(Dataset rows on where objects show up)

— START —

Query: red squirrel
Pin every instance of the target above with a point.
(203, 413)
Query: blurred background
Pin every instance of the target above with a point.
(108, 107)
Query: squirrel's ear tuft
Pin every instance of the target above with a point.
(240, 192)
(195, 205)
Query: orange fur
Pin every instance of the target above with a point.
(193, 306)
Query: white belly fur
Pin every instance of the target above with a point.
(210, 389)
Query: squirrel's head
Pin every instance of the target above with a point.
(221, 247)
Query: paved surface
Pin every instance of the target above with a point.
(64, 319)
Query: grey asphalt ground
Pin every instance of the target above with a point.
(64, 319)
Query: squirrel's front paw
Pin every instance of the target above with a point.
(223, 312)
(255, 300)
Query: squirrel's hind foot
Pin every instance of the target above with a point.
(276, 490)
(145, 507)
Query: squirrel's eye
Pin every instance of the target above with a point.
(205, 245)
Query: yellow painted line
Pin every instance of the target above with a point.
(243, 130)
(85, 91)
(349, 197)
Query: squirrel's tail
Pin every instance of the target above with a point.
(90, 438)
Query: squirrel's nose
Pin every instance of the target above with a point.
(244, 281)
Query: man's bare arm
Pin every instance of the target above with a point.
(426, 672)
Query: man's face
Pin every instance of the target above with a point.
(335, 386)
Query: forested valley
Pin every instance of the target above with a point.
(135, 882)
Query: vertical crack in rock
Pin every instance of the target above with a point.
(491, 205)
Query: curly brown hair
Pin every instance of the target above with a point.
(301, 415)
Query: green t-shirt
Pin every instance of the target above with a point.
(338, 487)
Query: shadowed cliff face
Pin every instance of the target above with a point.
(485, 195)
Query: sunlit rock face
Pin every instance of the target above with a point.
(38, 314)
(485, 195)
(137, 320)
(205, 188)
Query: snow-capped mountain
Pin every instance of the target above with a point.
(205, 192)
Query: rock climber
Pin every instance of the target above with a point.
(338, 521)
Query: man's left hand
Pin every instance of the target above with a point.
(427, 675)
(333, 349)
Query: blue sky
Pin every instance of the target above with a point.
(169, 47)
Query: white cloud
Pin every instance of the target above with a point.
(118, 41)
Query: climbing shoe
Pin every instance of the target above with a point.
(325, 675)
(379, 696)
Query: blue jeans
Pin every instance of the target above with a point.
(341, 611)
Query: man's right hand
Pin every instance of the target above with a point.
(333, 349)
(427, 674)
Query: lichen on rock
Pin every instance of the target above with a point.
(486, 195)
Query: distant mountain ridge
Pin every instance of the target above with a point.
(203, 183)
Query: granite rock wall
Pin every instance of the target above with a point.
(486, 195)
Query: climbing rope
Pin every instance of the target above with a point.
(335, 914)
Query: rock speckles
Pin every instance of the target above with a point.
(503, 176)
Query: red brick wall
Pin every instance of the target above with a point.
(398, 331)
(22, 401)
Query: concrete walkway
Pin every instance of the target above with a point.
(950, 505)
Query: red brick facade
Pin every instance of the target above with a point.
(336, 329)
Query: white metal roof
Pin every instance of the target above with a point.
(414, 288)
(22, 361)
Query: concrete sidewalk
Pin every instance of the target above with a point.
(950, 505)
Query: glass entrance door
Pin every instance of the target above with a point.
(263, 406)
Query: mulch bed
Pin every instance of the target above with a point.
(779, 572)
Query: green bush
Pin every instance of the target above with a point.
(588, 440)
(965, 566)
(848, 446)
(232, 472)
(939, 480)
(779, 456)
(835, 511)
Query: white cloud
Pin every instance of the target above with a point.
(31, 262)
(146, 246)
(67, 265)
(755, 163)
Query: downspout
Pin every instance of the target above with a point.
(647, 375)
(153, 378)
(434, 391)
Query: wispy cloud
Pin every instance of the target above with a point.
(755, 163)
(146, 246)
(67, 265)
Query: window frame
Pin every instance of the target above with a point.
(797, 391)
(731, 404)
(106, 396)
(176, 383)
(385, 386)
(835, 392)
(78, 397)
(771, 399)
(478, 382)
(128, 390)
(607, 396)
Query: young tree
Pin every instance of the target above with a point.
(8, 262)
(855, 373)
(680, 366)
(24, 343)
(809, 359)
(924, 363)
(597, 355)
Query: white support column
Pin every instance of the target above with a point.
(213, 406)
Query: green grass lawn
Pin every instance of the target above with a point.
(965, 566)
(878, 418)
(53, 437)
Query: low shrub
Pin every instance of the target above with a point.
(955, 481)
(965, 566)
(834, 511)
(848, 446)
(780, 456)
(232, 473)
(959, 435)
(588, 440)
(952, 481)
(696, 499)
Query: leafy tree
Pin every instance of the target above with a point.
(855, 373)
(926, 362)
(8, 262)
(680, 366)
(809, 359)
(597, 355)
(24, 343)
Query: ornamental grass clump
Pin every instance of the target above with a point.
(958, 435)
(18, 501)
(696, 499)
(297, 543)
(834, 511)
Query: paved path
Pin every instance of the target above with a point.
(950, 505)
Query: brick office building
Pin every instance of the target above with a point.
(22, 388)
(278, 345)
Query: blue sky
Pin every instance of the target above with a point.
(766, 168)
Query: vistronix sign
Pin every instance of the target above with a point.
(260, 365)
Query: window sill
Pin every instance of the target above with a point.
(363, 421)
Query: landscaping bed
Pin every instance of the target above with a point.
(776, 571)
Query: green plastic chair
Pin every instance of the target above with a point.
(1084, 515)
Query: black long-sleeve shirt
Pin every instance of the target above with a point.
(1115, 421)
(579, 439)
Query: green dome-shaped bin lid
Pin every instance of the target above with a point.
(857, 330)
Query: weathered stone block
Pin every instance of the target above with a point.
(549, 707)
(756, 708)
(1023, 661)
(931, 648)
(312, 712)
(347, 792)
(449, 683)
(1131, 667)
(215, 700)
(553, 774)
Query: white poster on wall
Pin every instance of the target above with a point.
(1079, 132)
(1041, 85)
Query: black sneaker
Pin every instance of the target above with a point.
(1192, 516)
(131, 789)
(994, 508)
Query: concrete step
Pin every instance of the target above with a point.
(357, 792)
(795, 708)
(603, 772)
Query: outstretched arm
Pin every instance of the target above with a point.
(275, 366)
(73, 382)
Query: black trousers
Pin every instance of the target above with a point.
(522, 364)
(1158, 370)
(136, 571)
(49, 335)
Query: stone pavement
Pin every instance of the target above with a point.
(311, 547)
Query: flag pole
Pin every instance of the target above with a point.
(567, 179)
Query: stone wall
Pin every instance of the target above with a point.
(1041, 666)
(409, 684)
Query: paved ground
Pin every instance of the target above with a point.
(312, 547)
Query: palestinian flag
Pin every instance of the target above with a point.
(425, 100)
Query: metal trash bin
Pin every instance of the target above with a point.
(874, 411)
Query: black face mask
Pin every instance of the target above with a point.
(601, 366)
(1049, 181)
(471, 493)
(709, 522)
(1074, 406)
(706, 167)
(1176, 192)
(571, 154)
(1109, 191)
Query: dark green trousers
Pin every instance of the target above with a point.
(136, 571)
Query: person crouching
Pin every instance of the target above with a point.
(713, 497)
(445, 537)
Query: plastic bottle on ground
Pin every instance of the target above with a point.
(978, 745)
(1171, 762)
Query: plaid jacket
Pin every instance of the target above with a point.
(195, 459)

— END —

Exercise brief:
Change "Query" to "Prompt" throughout all the items and leave everything else unchanged.

Exercise solution:
Prompt: red squirrel
Pin every instance of the target above with a point.
(203, 413)
Prompt: blurred background
Pin every instance of the target above with a point.
(108, 107)
Prompt: squirrel's ear tuft
Pin every instance of the target above with a point.
(240, 192)
(195, 205)
Prompt: orange fur
Pin every instance of the target above with a point.
(193, 306)
Prompt: white belly fur
Pin every instance of the target above with a point.
(210, 389)
Prompt: squirrel's head
Pin every instance of the target above with a point.
(221, 247)
Prompt: paved surface
Pin every instance of the target above with a point.
(64, 319)
Prompt: grey asphalt ground
Pin every instance of the target above with a point.
(64, 319)
Prompt: squirrel's front paw
Pin every instance of the target above with a point.
(223, 312)
(255, 300)
Prompt: squirrel's hind foot
Pin every instance of the target above with a point.
(276, 490)
(145, 507)
Prompt: squirrel's eye
Pin every instance of the target above with a point.
(205, 245)
Prompt: yellow painted line
Pin every instance of the target above with a point.
(243, 130)
(85, 91)
(349, 197)
Prompt: squirrel's tail
Pin every instance of the target above with a point.
(90, 438)
Prompt: squirrel's nose
Pin every instance of the target above with a point.
(244, 281)
Prompt: man's bare arm
Pin every instance of the target above with a point.
(426, 672)
Prompt: man's face
Pin every instance of the target above with a point.
(335, 386)
Prompt: forested valley
Pin every instance of the target above with a point.
(135, 882)
Prompt: vertical crack in rock
Pin every instance of the target above with a point.
(491, 205)
Prompt: curly brown hair
Pin every instance of the target above with a point.
(301, 415)
Prompt: green t-shirt
Pin every instance of the target above with a point.
(338, 487)
Prompt: shadowed cliff face
Pin every instance of the target above with a point.
(485, 195)
Prompt: sunlit rock face
Pin every instance of the target above with a point.
(38, 314)
(485, 195)
(137, 320)
(205, 188)
Prompt: snow-capped mountain
Pin every instance of the target above with a point.
(205, 192)
Prompt: rock climber
Pin every instance of the target above with a point.
(338, 521)
Prompt: man's left hand
Pin every instance of the target above with a point.
(427, 675)
(333, 349)
Prompt: blue sky
Pin every instance of the target above with a point.
(169, 47)
Prompt: white cloud
Pin every instance of the target above with a point.
(118, 41)
Prompt: climbing shoe
Pin every instance of the target above with a point.
(325, 675)
(379, 696)
Prompt: blue jeans
Pin every instance of the target above with a point.
(341, 611)
Prompt: man's right hand
Pin every instance of the target above with a point.
(333, 349)
(427, 674)
Prompt: lichen on rock
Pin every instance of the target above with a point.
(486, 195)
Prompt: distant mountain ridge
Pin every instance of the target above with a point.
(203, 183)
Prompt: granite rock wall
Pin every instance of the target above with a point.
(486, 195)
Prompt: climbing rope
Pin every instance of the target above with a point.
(335, 914)
Prompt: rock speckles
Pin every instance of the target above with a point.
(503, 176)
Prompt: red brick wall
Pin every instance of the target above with a point.
(398, 331)
(22, 401)
Prompt: concrete walkway
Pin every instance of the target above with a point.
(950, 505)
Prompt: red brick facade
Pin every instance of the target above with a point.
(336, 329)
Prompt: white metal roof
Pin every instance of the target above with a point.
(414, 288)
(22, 361)
Prompt: concrete sidewalk
Pin every instance of the target above with a point.
(950, 505)
Prompt: glass entrance door
Pin every instance of the target above with a point.
(263, 406)
Prompt: mulch bed
Pin every instance of the target above with a point.
(779, 572)
Prompt: green bush
Pin every instance of the target above with a point.
(588, 440)
(965, 566)
(848, 446)
(232, 472)
(939, 480)
(779, 456)
(835, 511)
Prompt: white cloud
Pin every instance of the target above with a point.
(31, 262)
(146, 246)
(67, 265)
(755, 163)
Prompt: downspout
Pin every instance of the target above with a point.
(647, 375)
(153, 378)
(434, 391)
Prompt: wispy cloud
Pin every instance of the target above with a point.
(755, 163)
(146, 246)
(67, 265)
Prompt: window frame
Pin every instance of the target above with a point.
(797, 391)
(731, 404)
(106, 396)
(176, 383)
(385, 386)
(835, 392)
(78, 397)
(771, 399)
(478, 382)
(128, 390)
(607, 396)
Prompt: young tree
Pin every instance of the target above with a point.
(8, 262)
(855, 373)
(680, 366)
(24, 343)
(809, 359)
(924, 363)
(597, 355)
Prompt: white support column
Pin every instance of the target above with a point.
(213, 406)
Prompt: green grass lawn
Pin every instance of the target above with a point.
(965, 566)
(878, 418)
(53, 437)
Prompt: low shrub
Pin every instance of the target above with a point.
(955, 481)
(965, 566)
(834, 511)
(848, 446)
(780, 456)
(232, 473)
(959, 435)
(588, 440)
(952, 481)
(696, 499)
Prompt: leafy tree
Pin every instance of the target above with a point.
(855, 373)
(926, 362)
(8, 262)
(680, 366)
(809, 359)
(597, 355)
(24, 343)
Prompt: ornamental grass clump
Pin every instance of the target above with a point.
(958, 435)
(18, 501)
(696, 499)
(297, 543)
(834, 511)
Prompt: paved path
Pin every instance of the target above with a point.
(950, 505)
Prompt: brick office building
Pin every instance of the target above with a point.
(22, 388)
(278, 345)
Prompt: blue sky
Pin every instance of the target above with a point.
(766, 168)
Prompt: vistronix sign
Pin every instance of the target above with a point.
(260, 365)
Prompt: window sill
Pin every instance of the target above with a point.
(363, 421)
Prompt: landscaping bed
Pin every instance of the target above with a point.
(776, 571)
Prompt: green plastic chair
Pin every instance of the target above with a point.
(1084, 515)
Prompt: black long-sleeve shirt
Pin every instance of the target above with a point.
(1115, 421)
(579, 439)
Prompt: green dome-shaped bin lid
Pin every instance of the target above with a point.
(857, 330)
Prompt: weathered stone block
Pin every instance of the target above with a point.
(549, 707)
(756, 708)
(1023, 661)
(931, 648)
(312, 712)
(347, 792)
(449, 683)
(1131, 667)
(215, 700)
(553, 774)
Prompt: white poster on wall
Pin every instance of the target above with a point.
(1079, 132)
(1041, 85)
Prompt: black sneaker
Pin every instance of the target above with a point.
(1192, 516)
(131, 789)
(994, 508)
Prompt: concrete step
Pin every instance of the target above with a point.
(357, 792)
(795, 708)
(603, 772)
Prompt: outstretched arm
Pin every instance of the target above with a point.
(275, 366)
(73, 382)
Prompt: black trousers
Pin every instance of the target above with a point.
(522, 364)
(1158, 370)
(136, 571)
(49, 335)
Prompt: stone pavement
Pin every instance of the target above with a point.
(311, 547)
Prompt: flag pole
Pin every instance of the target above with a point.
(567, 179)
Prompt: stone wall
Pin every instance of the target above with a point.
(1041, 666)
(409, 684)
Prompt: paved ground
Pin every instance of the target above with a point.
(312, 547)
Prompt: palestinian flag
Pin every instance of the target above with a point.
(425, 100)
Prompt: metal trash bin
Pin every instance of the target above with a point.
(874, 411)
Prompt: black face mask
Pin every instance of the target above with a point.
(601, 366)
(1049, 181)
(471, 493)
(709, 522)
(1074, 406)
(706, 167)
(1176, 192)
(571, 154)
(1109, 191)
Prompt: dark green trousers
Pin every instance of the target above with a point.
(136, 571)
Prompt: person crouching
Pin every instance of the target above with a point.
(713, 497)
(445, 537)
Prompt: plastic bottle on ground
Pin every instance of the target above with a point.
(978, 745)
(1171, 762)
Prompt: plaid jacket
Pin every instance of the target above with a point.
(195, 459)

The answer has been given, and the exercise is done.